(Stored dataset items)
━━━━━━━━━━

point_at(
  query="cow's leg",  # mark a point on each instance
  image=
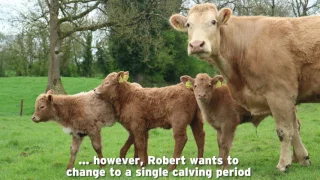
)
(198, 133)
(294, 156)
(96, 144)
(298, 148)
(74, 148)
(180, 139)
(127, 145)
(283, 111)
(140, 142)
(226, 139)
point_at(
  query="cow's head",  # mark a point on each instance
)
(203, 85)
(108, 89)
(44, 109)
(203, 26)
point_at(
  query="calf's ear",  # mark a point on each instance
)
(126, 76)
(50, 91)
(178, 22)
(120, 77)
(187, 80)
(216, 79)
(223, 15)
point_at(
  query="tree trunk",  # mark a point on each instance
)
(272, 8)
(54, 79)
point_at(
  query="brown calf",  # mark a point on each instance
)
(141, 109)
(221, 111)
(81, 114)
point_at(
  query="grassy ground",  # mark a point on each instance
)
(41, 151)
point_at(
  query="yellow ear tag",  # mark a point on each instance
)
(125, 77)
(218, 84)
(188, 84)
(121, 79)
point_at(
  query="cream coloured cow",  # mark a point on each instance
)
(271, 64)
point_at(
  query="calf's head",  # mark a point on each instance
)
(44, 110)
(108, 89)
(203, 26)
(203, 85)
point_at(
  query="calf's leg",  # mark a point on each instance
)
(140, 140)
(198, 133)
(74, 148)
(127, 145)
(180, 138)
(226, 139)
(96, 144)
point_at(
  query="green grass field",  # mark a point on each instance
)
(41, 151)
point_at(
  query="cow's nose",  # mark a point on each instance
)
(197, 46)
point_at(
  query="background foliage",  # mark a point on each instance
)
(136, 38)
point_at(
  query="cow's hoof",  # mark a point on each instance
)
(306, 161)
(172, 167)
(283, 168)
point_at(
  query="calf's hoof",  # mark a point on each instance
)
(305, 161)
(295, 159)
(69, 167)
(172, 167)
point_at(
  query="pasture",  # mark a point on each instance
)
(41, 151)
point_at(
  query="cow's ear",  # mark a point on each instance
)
(50, 98)
(187, 81)
(216, 79)
(223, 15)
(50, 91)
(178, 22)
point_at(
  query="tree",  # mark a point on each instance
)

━━━━━━━━━━

**Task goal**. Your copy should match the entries above exactly and contain no pictures.

**Solved exercise**.
point_at(
  query="cow's leg",  # mark a point on each instance
  image=
)
(198, 133)
(294, 156)
(96, 144)
(298, 148)
(74, 148)
(180, 139)
(127, 145)
(283, 111)
(140, 142)
(226, 139)
point_at(
  query="cow's head",  # mark a point on each instance
)
(203, 85)
(108, 89)
(44, 109)
(203, 26)
point_at(
  query="calf's ear",  # mark a point on each instance
)
(126, 76)
(50, 91)
(178, 22)
(120, 77)
(187, 80)
(216, 79)
(223, 15)
point_at(
  query="tree trunk",  # mark a point on each instance
)
(272, 8)
(54, 79)
point_at(
  query="brown calf",  # mark a point on each instance
)
(141, 109)
(221, 111)
(81, 114)
point_at(
  query="grassy ground",  # mark a point on each instance
)
(41, 151)
point_at(
  query="yellow ear tag",  # mark a point on each instance
)
(125, 77)
(218, 84)
(188, 84)
(121, 79)
point_at(
  query="cream coloured cow",  # mark a point on each instance
)
(271, 64)
point_at(
  query="calf's head",  # mark a point on each instance
)
(44, 110)
(108, 89)
(203, 26)
(203, 85)
point_at(
  query="calf's leg",  # mark a point on each instance
)
(140, 140)
(198, 133)
(74, 148)
(127, 145)
(180, 138)
(226, 139)
(96, 144)
point_at(
  query="green grass field",  # mark a point on each instance
)
(41, 151)
point_at(
  query="cow's nose",  # mark a point on each instance
)
(197, 46)
point_at(
  query="background foliage",  # mark a point on each instance
)
(136, 38)
point_at(
  query="cow's hoof",  # mark a point on each instance
)
(306, 161)
(172, 167)
(283, 168)
point_at(
  query="calf's hoof",  # mark a point on each instance
)
(305, 161)
(295, 159)
(69, 167)
(172, 167)
point_at(
  query="pasture",  # mark a point on each instance
)
(41, 151)
point_at(
  query="cow's ear",  # mark a point on each instance
)
(50, 98)
(187, 81)
(216, 79)
(223, 15)
(50, 91)
(178, 22)
point_at(
  query="tree",  # mark a point on each instance
)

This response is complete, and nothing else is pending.